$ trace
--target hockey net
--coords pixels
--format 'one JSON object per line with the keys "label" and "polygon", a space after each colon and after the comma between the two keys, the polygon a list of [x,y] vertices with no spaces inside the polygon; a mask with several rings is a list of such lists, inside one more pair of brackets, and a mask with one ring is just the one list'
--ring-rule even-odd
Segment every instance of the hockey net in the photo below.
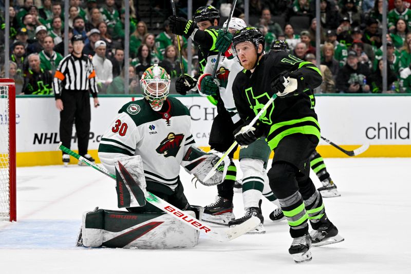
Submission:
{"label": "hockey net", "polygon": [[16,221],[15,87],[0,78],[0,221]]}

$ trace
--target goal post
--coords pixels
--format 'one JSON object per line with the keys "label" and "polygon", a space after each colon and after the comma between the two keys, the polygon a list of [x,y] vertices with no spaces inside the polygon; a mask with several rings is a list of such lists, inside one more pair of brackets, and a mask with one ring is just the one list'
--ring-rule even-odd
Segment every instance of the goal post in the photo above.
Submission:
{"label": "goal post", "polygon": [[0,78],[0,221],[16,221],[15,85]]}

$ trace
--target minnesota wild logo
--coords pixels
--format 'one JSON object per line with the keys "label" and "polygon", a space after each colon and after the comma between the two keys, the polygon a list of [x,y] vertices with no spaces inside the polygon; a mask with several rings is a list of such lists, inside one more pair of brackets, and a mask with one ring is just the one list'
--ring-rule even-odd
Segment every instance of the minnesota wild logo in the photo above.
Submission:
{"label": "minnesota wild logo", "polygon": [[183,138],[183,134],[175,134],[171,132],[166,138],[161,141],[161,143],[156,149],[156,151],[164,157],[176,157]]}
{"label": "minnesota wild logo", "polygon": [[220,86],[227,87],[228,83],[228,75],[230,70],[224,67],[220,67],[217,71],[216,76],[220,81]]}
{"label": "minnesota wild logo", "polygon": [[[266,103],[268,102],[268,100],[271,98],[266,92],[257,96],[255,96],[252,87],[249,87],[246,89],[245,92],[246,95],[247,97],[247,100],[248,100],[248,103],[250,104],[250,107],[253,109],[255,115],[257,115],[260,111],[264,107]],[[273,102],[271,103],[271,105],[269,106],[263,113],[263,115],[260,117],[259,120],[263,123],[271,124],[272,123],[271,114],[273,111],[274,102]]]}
+ + + +
#### Task requirements
Give back all entries exactly. No pictures belong in the copy.

#### Response to this task
$ trace
--target hockey net
--coords pixels
--format 'one JSON object per line with the keys "label" and "polygon", a space after each colon and after the comma between the two keys, the polygon a list of [x,y] vertices with no spaces inside the polygon; a mask with several rings is a list of such lists, inside one more pair of brackets, and a mask with one ring is just the one list'
--ring-rule even-odd
Segment every instance of the hockey net in the photo below.
Submission:
{"label": "hockey net", "polygon": [[16,221],[15,87],[0,78],[0,221]]}

$ trace
--target goal post
--coords pixels
--format 'one JSON object per line with the keys "label" and "polygon", a space after each colon and after the comma between the two keys, the polygon a list of [x,y] vertices with no spaces inside the polygon; a mask with several rings is a list of such lists, inside one more pair of brackets, and a mask with one ring is just the one list'
--ring-rule even-odd
Segment every instance of the goal post in the photo above.
Submission:
{"label": "goal post", "polygon": [[0,78],[0,221],[16,221],[15,85]]}

$ trace
--target minnesota wild logo
--coords pixels
--format 'one JSON object per line with the keys "label" and "polygon", a space after each colon and after the comma between the two keys, the polygon a list of [x,y] vertices with no spaces inside the polygon; a mask with several rings is a list of such lists, inside one more pair of brackets, and a mask with one ring is just the one list'
--ring-rule even-odd
Segment every instance of the minnesota wild logo in the photo above.
Submission:
{"label": "minnesota wild logo", "polygon": [[183,138],[183,134],[175,134],[171,132],[166,138],[161,141],[161,143],[156,149],[156,151],[164,157],[176,157]]}
{"label": "minnesota wild logo", "polygon": [[220,86],[227,87],[228,83],[228,75],[230,70],[224,67],[220,67],[217,71],[216,76],[220,81]]}
{"label": "minnesota wild logo", "polygon": [[[266,103],[268,102],[268,100],[271,98],[266,92],[257,96],[255,96],[252,87],[249,87],[246,89],[245,92],[246,95],[247,97],[247,100],[248,100],[248,103],[250,104],[250,107],[253,109],[255,115],[257,115],[260,111],[264,107]],[[273,102],[271,103],[271,105],[269,106],[263,113],[263,115],[260,117],[259,120],[263,123],[271,124],[272,123],[271,114],[273,111],[274,102]]]}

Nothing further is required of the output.